* begin Source text *

Hiya fellow makers and engineers!

Whenever you use a USB to UART converter, you want to hook it up to some other circuit to communicate with. For many of you, this is going to be some pre-made off-the-shelf circuitry, like an evaluation board or a single-board computer. For many of you, however, it will be a custom contraption - a board of your own design. For all of you doing the latter, in this article we talk about what considerations and best practices there are when implementing your own UART interface.

* end Source text *

§ Directives
• 1. Answer these questions about the UART interface text:
(a) What kind of converter does the text open by mentioning?
(b) What two examples of pre-made off-the-shelf circuitry does it give?
(c) What does the article say it will talk about for readers building their own boards?
• 2. Output the UART interface text from "Whenever you use" to "own UART interface.", copied without changes.

* begin Dataset records *

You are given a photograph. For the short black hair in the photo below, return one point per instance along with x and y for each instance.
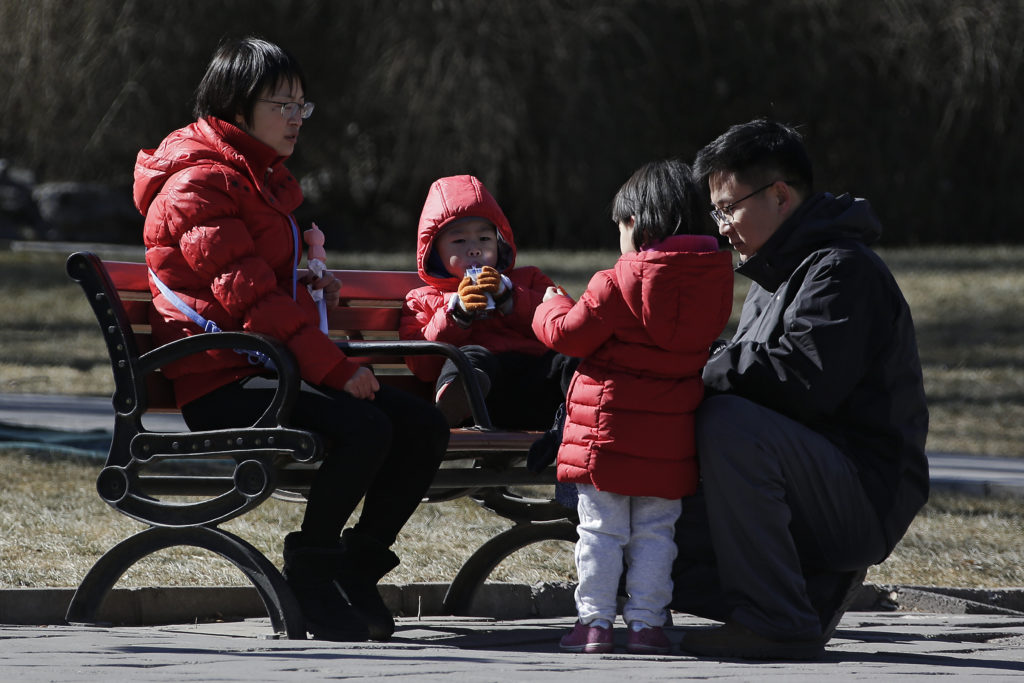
(757, 153)
(239, 72)
(663, 199)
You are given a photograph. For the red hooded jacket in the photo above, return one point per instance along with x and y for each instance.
(218, 232)
(643, 331)
(425, 313)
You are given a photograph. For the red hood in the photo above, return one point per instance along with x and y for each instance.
(662, 295)
(451, 199)
(206, 141)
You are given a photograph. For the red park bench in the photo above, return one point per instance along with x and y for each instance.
(184, 484)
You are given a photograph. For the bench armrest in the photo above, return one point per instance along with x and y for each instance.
(284, 365)
(422, 347)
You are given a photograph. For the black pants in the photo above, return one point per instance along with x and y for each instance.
(525, 390)
(780, 517)
(384, 452)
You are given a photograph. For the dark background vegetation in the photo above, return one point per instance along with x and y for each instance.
(551, 102)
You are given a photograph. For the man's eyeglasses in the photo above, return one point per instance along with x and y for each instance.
(292, 110)
(723, 216)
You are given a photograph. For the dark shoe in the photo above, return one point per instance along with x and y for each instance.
(587, 639)
(363, 564)
(847, 593)
(453, 401)
(733, 641)
(647, 640)
(309, 571)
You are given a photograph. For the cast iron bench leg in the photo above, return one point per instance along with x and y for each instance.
(286, 616)
(481, 563)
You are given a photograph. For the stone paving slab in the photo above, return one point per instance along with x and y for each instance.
(868, 646)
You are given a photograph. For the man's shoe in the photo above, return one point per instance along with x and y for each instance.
(588, 639)
(850, 589)
(733, 641)
(648, 640)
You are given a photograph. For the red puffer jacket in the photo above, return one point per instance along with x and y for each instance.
(425, 313)
(218, 232)
(643, 330)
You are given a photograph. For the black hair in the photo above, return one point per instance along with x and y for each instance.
(239, 73)
(662, 198)
(758, 153)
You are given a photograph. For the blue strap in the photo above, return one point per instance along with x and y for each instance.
(255, 357)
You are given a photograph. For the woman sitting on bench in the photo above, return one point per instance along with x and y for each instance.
(222, 250)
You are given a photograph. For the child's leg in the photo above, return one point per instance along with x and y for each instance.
(649, 554)
(526, 389)
(450, 392)
(604, 529)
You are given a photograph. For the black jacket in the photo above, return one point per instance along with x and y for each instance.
(825, 337)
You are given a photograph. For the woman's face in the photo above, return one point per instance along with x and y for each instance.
(268, 125)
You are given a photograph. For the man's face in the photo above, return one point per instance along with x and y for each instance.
(755, 217)
(469, 242)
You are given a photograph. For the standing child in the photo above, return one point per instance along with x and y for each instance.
(487, 314)
(642, 331)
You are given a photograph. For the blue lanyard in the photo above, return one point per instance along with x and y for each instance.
(255, 357)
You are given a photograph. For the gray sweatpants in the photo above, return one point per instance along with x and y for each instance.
(637, 529)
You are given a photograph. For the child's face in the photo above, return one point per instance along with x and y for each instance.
(626, 236)
(468, 243)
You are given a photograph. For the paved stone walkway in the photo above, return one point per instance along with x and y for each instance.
(870, 646)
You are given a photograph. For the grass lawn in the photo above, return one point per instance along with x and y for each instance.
(966, 303)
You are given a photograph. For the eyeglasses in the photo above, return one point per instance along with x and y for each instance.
(292, 110)
(723, 216)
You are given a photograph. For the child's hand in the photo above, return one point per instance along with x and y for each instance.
(491, 281)
(472, 297)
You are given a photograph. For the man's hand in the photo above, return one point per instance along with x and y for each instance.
(473, 297)
(328, 284)
(363, 384)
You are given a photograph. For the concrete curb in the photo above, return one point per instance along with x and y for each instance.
(172, 604)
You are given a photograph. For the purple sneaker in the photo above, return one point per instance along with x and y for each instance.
(585, 638)
(649, 640)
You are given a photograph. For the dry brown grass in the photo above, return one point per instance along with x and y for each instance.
(966, 304)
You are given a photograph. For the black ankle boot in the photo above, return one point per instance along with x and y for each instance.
(364, 562)
(311, 573)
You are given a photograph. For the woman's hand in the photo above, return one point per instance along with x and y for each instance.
(363, 384)
(328, 284)
(554, 291)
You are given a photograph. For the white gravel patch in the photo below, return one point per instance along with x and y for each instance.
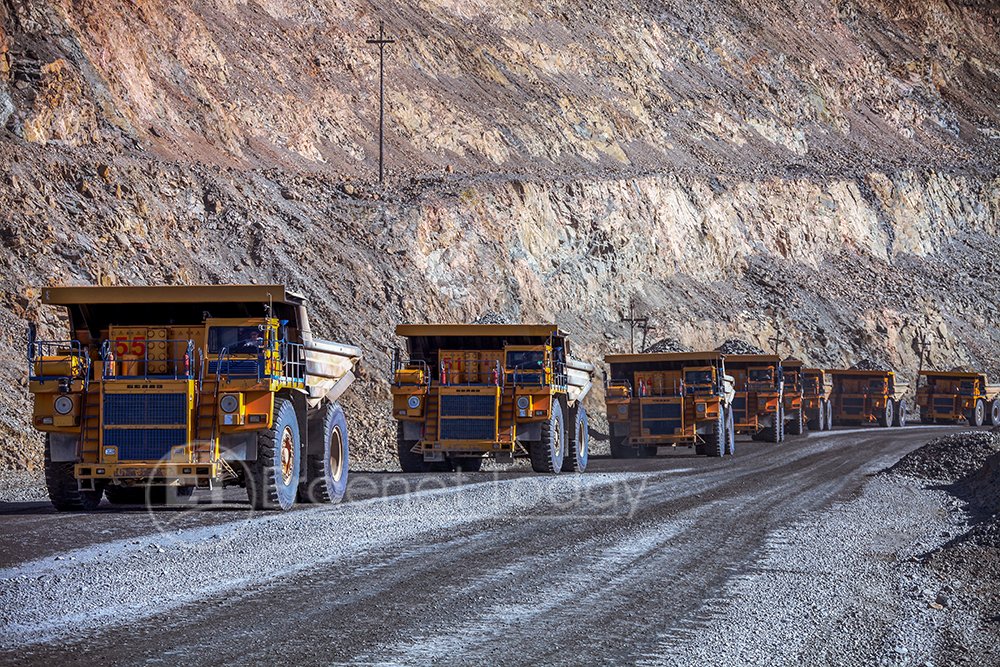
(841, 587)
(54, 598)
(20, 486)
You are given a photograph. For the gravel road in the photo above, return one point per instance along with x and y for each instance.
(779, 555)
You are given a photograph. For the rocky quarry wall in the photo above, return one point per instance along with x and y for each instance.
(827, 170)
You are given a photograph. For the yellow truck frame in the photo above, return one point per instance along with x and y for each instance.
(860, 398)
(792, 396)
(161, 390)
(669, 400)
(758, 405)
(950, 397)
(466, 392)
(816, 399)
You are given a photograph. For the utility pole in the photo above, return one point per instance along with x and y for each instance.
(381, 41)
(776, 340)
(634, 323)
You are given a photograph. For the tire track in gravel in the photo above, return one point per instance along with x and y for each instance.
(515, 588)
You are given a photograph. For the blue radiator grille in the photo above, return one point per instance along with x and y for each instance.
(468, 429)
(145, 409)
(661, 426)
(241, 367)
(468, 406)
(144, 444)
(661, 410)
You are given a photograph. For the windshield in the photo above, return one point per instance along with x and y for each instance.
(526, 360)
(237, 340)
(698, 377)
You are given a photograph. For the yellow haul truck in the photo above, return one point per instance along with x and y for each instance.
(758, 404)
(816, 399)
(669, 399)
(862, 397)
(169, 389)
(792, 397)
(466, 392)
(948, 398)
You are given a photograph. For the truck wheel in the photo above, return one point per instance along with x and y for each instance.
(467, 463)
(547, 454)
(798, 425)
(716, 443)
(899, 418)
(578, 452)
(64, 492)
(885, 419)
(993, 414)
(730, 433)
(273, 479)
(327, 464)
(977, 415)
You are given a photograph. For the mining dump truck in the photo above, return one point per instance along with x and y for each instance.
(948, 398)
(463, 393)
(792, 397)
(861, 397)
(669, 399)
(816, 399)
(158, 391)
(758, 405)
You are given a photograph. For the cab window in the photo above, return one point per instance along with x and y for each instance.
(525, 360)
(698, 377)
(237, 340)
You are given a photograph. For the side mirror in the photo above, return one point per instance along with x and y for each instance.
(32, 337)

* end Dataset records *

§ Answers to each task
• 1.
(a) A USB to UART converter.
(b) An evaluation board or a single-board computer.
(c) The considerations and best practices for implementing your own UART interface.

• 2.
Whenever you use a USB to UART converter, you want to hook it up to some other circuit to communicate with. For many of you, this is going to be some pre-made off-the-shelf circuitry, like an evaluation board or a single-board computer. For many of you, however, it will be a custom contraption - a board of your own design. For all of you doing the latter, in this article we talk about what considerations and best practices there are when implementing your own UART interface.